====== Data under study ======
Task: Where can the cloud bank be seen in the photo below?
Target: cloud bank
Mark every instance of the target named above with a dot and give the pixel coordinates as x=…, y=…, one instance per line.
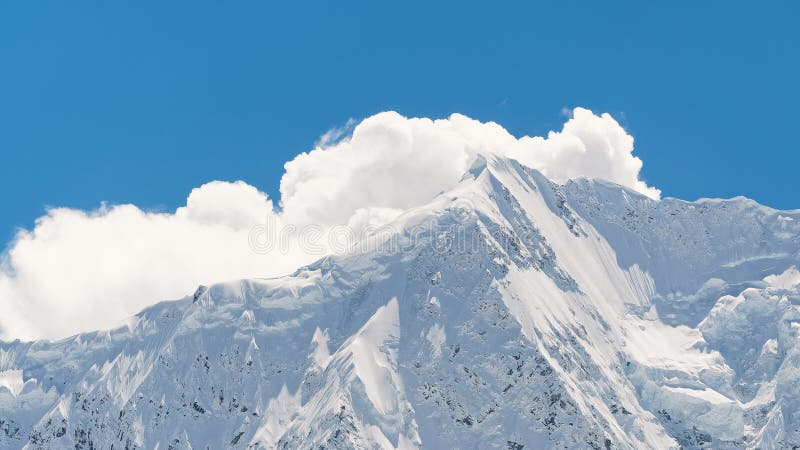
x=78, y=271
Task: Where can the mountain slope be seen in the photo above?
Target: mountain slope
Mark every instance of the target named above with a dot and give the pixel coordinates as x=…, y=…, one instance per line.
x=509, y=312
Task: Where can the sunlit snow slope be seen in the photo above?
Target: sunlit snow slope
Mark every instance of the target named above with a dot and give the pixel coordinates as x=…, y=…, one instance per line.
x=540, y=316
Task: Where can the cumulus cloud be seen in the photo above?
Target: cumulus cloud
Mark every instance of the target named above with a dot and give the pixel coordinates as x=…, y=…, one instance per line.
x=78, y=271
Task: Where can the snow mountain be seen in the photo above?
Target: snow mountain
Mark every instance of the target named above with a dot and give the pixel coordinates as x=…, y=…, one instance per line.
x=528, y=315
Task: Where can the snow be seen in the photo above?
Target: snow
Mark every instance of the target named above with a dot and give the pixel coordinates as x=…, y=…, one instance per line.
x=585, y=316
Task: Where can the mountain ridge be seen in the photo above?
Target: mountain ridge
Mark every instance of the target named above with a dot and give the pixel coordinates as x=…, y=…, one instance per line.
x=586, y=315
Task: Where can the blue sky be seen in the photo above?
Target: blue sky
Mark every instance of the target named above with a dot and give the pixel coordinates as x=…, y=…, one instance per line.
x=141, y=101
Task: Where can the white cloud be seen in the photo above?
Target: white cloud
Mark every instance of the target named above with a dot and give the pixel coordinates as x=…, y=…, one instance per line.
x=78, y=271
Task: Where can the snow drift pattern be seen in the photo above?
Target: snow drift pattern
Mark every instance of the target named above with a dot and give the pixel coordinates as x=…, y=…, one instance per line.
x=79, y=271
x=591, y=317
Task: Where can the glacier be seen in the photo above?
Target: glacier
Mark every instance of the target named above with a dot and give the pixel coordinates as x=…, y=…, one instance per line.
x=541, y=315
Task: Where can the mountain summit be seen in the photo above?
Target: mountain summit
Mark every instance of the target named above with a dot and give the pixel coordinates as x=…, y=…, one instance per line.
x=510, y=312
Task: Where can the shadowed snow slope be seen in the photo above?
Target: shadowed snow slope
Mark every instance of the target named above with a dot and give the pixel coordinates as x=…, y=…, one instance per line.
x=582, y=315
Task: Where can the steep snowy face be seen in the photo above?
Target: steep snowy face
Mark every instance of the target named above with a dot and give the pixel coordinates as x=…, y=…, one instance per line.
x=510, y=312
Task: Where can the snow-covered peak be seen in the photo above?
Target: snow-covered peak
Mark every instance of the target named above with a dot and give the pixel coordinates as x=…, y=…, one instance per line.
x=508, y=312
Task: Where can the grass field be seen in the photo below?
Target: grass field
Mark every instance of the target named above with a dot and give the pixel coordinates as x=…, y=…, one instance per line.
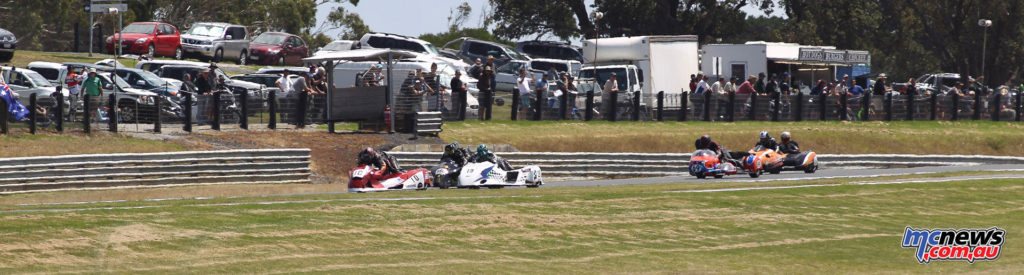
x=99, y=142
x=616, y=229
x=997, y=138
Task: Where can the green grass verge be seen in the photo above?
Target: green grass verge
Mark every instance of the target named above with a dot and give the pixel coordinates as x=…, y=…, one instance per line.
======
(Your objective):
State how many lines of the data include the word "sunlit", with nothing else.

(Solution to the problem):
2